Short task: Rewrite the records from the line containing "Where can you spot the handrail" through the end of the records, requests included, shifting every coordinate in the answers by -140.

Task material:
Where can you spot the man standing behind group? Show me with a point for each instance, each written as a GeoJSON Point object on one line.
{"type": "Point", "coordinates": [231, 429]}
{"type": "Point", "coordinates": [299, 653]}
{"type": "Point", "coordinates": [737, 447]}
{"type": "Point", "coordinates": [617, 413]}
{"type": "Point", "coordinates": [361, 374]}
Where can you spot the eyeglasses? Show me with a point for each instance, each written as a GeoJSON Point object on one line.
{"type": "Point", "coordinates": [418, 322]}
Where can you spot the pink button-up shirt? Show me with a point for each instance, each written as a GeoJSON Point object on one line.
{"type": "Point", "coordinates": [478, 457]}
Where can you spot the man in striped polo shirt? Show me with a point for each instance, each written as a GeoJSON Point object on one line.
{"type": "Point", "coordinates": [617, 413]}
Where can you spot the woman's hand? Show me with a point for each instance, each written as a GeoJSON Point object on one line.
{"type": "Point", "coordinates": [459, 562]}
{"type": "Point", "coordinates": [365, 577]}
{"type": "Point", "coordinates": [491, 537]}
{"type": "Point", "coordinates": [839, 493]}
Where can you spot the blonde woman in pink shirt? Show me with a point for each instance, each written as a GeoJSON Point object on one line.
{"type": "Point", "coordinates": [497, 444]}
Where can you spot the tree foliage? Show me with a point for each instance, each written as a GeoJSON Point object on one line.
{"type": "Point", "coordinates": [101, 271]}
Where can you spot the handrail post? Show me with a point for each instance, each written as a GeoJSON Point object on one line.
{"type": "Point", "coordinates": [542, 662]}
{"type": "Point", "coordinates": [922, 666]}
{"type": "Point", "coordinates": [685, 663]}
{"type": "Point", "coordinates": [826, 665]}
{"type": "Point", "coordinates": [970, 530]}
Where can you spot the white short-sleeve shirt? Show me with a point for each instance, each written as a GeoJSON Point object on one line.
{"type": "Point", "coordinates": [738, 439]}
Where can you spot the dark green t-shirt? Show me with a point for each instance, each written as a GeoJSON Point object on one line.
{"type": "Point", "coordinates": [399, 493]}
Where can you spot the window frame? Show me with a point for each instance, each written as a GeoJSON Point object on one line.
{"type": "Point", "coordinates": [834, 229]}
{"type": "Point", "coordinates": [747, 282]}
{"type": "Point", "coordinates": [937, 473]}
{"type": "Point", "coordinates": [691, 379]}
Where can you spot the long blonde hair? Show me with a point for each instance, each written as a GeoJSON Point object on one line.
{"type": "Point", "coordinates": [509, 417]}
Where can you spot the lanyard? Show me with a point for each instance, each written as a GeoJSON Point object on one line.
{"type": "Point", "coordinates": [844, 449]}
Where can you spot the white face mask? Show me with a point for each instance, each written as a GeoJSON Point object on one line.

Answer to the problem:
Where can you spot the handrail post? Show me with a point for each instance, each written as a GeoJSON Point object on one line.
{"type": "Point", "coordinates": [402, 522]}
{"type": "Point", "coordinates": [782, 526]}
{"type": "Point", "coordinates": [545, 523]}
{"type": "Point", "coordinates": [686, 525]}
{"type": "Point", "coordinates": [830, 390]}
Where can you spot the white short-sleeve shirt? Show me with a point for each instance, each written as a GeoJSON Point object on one line.
{"type": "Point", "coordinates": [598, 299]}
Where can you spot the dark green t-shirt? Show me with a point for each instance, each written as a GeoJSON Point object on one line.
{"type": "Point", "coordinates": [259, 353]}
Where can you spot the window frame? Show me with a point for each instance, each written as a GeoJSON Point object on one line.
{"type": "Point", "coordinates": [694, 89]}
{"type": "Point", "coordinates": [607, 142]}
{"type": "Point", "coordinates": [797, 333]}
{"type": "Point", "coordinates": [551, 239]}
Where can you spot the long blonde hair? Show me with a point for each instance, each written as a GeoJSON Point object on one line.
{"type": "Point", "coordinates": [369, 277]}
Where can you spot the lanyard? Show me with a point for each instance, each written as a GeoJSON Point object on one line.
{"type": "Point", "coordinates": [704, 309]}
Where can you spot the white face mask? Show me with a point for each instance, each written as a GeoJSON Point object on one line.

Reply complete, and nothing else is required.